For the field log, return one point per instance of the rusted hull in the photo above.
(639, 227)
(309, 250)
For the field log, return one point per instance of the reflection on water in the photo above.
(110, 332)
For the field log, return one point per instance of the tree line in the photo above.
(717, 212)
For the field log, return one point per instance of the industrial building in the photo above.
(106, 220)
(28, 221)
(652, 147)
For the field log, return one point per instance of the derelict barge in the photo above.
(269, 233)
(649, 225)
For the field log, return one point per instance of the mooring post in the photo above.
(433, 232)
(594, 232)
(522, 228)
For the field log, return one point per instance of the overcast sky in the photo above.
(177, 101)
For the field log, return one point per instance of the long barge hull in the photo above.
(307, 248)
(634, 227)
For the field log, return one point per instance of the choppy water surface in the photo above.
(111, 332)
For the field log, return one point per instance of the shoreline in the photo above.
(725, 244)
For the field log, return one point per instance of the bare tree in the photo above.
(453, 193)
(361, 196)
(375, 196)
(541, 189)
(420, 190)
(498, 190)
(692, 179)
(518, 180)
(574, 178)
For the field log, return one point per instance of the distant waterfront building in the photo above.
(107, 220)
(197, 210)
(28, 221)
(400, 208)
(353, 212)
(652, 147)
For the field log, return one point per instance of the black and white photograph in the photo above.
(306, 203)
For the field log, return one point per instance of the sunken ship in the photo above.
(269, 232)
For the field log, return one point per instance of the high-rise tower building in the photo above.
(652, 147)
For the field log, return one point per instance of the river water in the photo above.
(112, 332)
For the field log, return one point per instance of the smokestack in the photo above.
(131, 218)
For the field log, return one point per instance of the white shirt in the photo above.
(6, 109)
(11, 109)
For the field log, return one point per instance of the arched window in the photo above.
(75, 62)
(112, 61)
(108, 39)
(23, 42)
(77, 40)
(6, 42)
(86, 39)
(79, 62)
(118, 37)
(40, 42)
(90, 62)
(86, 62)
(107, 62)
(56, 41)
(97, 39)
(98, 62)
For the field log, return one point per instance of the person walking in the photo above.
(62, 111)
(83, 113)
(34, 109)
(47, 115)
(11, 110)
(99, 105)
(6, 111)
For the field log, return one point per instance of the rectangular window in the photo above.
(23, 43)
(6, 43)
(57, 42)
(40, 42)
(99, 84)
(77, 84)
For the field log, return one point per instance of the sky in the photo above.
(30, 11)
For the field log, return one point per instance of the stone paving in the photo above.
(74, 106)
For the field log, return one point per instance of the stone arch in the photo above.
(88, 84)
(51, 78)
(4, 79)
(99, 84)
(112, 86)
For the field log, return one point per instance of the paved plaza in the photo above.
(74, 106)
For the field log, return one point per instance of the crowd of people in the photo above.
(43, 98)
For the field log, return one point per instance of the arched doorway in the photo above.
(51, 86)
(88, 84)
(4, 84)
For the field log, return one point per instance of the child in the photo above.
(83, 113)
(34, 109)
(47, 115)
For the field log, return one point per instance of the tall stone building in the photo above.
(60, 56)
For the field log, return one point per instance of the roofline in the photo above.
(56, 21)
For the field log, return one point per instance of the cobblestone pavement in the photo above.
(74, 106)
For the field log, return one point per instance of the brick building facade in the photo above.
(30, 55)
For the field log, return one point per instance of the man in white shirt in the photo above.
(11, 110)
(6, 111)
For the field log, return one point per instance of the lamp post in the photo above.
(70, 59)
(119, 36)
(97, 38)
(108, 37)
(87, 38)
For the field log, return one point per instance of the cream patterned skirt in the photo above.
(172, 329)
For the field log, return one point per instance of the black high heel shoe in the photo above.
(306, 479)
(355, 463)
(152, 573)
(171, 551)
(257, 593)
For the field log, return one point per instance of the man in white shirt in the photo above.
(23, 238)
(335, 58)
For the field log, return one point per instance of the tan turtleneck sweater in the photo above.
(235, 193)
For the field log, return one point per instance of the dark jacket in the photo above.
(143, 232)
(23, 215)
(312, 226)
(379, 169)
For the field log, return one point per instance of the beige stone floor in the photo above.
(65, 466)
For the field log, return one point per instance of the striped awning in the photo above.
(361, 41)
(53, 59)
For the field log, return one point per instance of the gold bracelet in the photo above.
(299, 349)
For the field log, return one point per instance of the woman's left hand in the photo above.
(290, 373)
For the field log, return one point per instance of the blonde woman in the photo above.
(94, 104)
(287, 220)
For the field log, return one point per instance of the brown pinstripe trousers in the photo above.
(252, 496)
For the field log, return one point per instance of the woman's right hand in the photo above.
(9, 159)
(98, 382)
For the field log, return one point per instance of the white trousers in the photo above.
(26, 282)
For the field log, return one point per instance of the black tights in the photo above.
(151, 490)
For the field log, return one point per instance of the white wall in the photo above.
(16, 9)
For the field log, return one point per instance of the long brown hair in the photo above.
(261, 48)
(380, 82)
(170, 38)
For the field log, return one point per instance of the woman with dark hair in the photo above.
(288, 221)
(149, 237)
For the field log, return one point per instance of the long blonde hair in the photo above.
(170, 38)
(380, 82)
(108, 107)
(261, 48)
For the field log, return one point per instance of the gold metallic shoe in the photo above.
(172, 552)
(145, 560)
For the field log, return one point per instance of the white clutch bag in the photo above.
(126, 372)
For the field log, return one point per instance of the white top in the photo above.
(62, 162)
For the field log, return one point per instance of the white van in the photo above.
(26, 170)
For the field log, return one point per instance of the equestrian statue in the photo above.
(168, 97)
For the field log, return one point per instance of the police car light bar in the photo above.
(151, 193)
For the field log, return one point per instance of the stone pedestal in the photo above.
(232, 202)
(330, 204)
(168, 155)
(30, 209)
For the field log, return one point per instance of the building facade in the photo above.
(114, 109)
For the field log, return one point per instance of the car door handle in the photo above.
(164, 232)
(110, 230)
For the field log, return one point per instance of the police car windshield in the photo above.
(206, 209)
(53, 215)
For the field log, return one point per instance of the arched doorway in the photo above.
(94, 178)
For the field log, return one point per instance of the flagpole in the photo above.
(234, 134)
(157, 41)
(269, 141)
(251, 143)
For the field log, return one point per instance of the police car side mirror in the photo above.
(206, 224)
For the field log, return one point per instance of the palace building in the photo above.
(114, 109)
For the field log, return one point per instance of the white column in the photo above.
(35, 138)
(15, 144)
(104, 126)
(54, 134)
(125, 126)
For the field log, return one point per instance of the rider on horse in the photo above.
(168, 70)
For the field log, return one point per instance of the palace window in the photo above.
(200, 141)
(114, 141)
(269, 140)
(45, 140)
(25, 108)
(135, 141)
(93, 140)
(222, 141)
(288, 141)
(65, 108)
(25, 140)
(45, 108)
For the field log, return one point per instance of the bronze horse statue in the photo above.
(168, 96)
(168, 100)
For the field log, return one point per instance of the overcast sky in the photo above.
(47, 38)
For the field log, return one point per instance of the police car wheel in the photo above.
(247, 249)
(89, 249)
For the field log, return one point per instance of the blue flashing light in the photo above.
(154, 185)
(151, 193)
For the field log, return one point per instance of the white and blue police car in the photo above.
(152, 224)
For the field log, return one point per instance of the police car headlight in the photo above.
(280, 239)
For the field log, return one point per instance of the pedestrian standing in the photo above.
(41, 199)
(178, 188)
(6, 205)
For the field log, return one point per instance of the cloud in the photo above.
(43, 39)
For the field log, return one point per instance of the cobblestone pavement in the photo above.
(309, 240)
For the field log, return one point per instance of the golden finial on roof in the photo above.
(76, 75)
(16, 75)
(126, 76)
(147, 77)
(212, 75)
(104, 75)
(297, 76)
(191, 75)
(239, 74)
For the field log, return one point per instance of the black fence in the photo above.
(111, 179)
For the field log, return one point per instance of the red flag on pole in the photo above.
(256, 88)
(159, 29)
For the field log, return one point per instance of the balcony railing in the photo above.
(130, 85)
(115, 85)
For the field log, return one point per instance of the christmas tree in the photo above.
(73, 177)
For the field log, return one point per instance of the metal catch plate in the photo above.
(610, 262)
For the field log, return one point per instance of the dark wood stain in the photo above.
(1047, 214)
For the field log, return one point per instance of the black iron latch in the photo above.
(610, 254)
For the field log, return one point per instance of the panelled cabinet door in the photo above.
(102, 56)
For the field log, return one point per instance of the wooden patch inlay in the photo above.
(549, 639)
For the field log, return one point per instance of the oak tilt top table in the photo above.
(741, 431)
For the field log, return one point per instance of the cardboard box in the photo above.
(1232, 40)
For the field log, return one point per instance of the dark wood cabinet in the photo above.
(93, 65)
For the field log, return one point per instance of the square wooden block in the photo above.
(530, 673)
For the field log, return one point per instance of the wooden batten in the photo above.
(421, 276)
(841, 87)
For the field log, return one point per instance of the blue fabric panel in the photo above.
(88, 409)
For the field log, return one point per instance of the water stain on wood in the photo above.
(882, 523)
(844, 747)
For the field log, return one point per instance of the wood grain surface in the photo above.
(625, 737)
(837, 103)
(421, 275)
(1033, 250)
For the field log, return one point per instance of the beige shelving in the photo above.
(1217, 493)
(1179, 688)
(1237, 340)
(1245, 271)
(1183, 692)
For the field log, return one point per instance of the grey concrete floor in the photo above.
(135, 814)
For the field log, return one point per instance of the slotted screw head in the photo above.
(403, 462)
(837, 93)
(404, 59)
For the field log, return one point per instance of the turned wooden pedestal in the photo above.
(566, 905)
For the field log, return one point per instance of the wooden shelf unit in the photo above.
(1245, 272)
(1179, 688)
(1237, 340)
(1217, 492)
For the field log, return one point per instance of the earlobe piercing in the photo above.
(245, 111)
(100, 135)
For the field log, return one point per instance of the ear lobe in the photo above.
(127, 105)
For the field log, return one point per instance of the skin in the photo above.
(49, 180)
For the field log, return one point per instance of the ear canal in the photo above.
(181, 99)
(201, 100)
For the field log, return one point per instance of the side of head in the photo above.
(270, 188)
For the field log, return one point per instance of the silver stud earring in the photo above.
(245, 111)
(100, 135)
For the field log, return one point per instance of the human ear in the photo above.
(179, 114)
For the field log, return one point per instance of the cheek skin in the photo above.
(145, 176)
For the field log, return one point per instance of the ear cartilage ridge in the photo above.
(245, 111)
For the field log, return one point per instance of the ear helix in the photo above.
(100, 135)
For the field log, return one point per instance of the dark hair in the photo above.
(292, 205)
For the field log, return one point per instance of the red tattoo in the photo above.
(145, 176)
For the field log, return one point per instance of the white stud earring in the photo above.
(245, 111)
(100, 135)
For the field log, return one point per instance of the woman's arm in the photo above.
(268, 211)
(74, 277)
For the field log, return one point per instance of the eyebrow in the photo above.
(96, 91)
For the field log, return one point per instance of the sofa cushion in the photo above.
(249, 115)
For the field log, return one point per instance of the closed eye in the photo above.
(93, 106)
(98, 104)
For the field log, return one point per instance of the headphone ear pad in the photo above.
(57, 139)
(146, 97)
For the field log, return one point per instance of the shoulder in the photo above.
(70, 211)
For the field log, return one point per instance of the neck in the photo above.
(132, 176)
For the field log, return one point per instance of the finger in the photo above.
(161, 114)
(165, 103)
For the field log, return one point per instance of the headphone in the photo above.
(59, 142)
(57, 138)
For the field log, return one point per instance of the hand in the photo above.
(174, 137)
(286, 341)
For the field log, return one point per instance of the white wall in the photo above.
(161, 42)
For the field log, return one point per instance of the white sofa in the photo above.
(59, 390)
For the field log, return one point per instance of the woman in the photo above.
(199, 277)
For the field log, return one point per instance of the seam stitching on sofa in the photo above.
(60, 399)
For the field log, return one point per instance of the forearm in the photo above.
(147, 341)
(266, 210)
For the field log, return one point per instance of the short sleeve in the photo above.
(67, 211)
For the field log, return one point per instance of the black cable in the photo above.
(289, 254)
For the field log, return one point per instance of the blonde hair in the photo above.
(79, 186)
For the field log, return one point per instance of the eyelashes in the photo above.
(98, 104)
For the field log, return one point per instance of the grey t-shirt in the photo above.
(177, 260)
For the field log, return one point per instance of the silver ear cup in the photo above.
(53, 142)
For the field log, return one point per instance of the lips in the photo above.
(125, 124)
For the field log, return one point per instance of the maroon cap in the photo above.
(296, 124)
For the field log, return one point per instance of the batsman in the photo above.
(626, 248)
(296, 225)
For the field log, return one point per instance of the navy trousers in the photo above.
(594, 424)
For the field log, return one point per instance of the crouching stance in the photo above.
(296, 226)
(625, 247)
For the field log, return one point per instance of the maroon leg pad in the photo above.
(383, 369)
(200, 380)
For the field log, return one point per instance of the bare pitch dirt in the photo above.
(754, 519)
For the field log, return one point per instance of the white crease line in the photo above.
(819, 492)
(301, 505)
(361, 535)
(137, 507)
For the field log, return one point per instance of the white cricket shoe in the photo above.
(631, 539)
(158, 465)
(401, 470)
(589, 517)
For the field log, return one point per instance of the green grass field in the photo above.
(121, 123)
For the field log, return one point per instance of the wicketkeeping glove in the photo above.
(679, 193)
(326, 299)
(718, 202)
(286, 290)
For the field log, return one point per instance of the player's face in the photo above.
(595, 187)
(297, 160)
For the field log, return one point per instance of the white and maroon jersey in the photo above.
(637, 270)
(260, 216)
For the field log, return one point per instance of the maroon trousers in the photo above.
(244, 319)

········

*PROBLEM DESCRIPTION:* Begin at the line containing "field in the photo above." and reproduce each line through the end of the records above.

*RESPONSE:*
For the field log, return one point per instance of the green grass field in the photo above.
(121, 123)
For the field log, return one point per instance of the wicketkeeping glove in the photo above.
(679, 193)
(326, 299)
(718, 202)
(286, 290)
For the field log, return one point per instance of the player's face in the photo above.
(595, 187)
(297, 160)
For the field log, return one point per instance of the white and maroon jersey in the photo above.
(637, 270)
(260, 216)
For the field log, return one point per instance of the maroon trousers in the photo above.
(244, 319)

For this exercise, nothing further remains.